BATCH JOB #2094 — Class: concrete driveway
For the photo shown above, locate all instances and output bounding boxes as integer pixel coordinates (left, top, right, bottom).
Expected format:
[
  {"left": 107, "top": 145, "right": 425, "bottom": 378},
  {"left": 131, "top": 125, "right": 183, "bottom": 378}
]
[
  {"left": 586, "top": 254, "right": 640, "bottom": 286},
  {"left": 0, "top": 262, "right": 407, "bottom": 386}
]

----------------------------------------

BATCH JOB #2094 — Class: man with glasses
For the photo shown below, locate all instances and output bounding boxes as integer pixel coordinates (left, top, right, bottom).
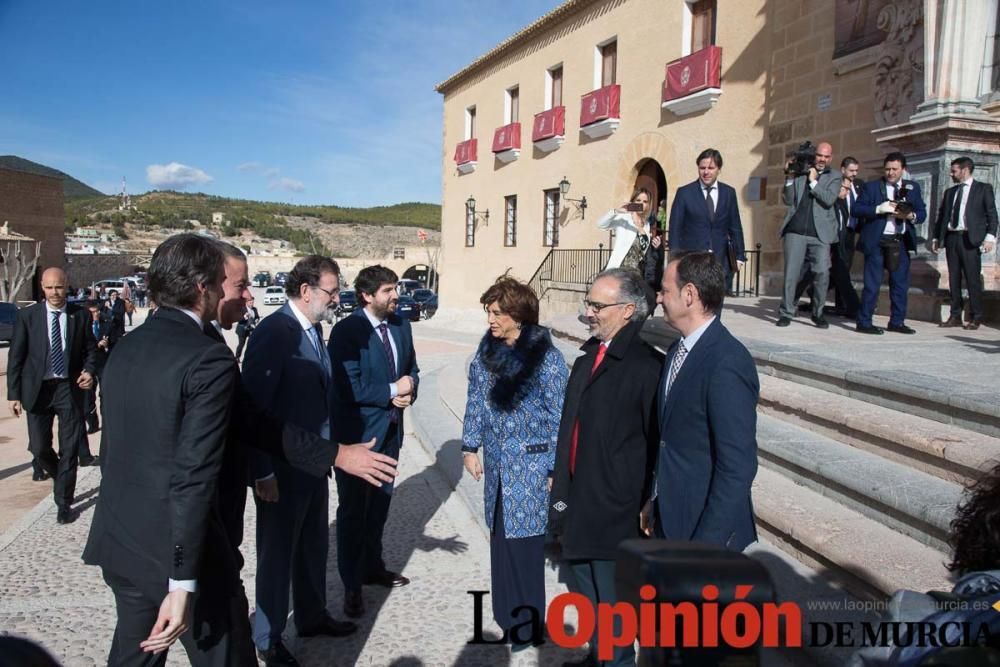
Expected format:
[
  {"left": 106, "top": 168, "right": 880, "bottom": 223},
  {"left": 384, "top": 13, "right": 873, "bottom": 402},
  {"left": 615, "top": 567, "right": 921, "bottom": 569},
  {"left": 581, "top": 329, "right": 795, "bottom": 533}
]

----------------------------------------

What is expected: Collect each line in the data above that contains the word "photo", and copy those lines unchanged.

Task response:
For the photo shown above, locate all instances and output bounding boxes as integer pixel coordinates (left, top, right, bottom).
For the photo shown below, locate all instances and output bounding boxes as integer pixel coordinates (left, top, right, bottom).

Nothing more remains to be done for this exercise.